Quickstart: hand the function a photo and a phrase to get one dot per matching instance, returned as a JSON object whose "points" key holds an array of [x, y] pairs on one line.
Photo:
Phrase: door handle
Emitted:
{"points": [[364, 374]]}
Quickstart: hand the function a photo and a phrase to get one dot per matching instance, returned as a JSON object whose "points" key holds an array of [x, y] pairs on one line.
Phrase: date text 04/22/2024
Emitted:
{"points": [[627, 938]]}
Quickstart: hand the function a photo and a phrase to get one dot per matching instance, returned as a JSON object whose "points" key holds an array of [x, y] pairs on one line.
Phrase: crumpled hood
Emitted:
○ ○ ○
### What you should do
Please rewrite all the entries with "Emitted" swapped for "Output" everywhere it appears, and leave everything else the same.

### The completed task
Quickstart: hand the function a photo and a phrase to get one dot per matching instance, returned as a JSON object whose "points" key holds an array of [x, y] pairs on one line.
Photo:
Phrase: door handle
Output:
{"points": [[364, 374]]}
Quickstart: hand the function a photo and a phrase to get one dot per matching instance, returned as a JSON object whose "points" key holds an array of [x, y] pairs on one line.
Phrase: date text 04/22/2024
Output:
{"points": [[627, 938]]}
Quickstart: hand the function a photo and a phrase to get one dot per matching instance, returned as a JSON object whose "points" key holds an array of [x, y] pairs on one line.
Phrase: crumpled hood
Output:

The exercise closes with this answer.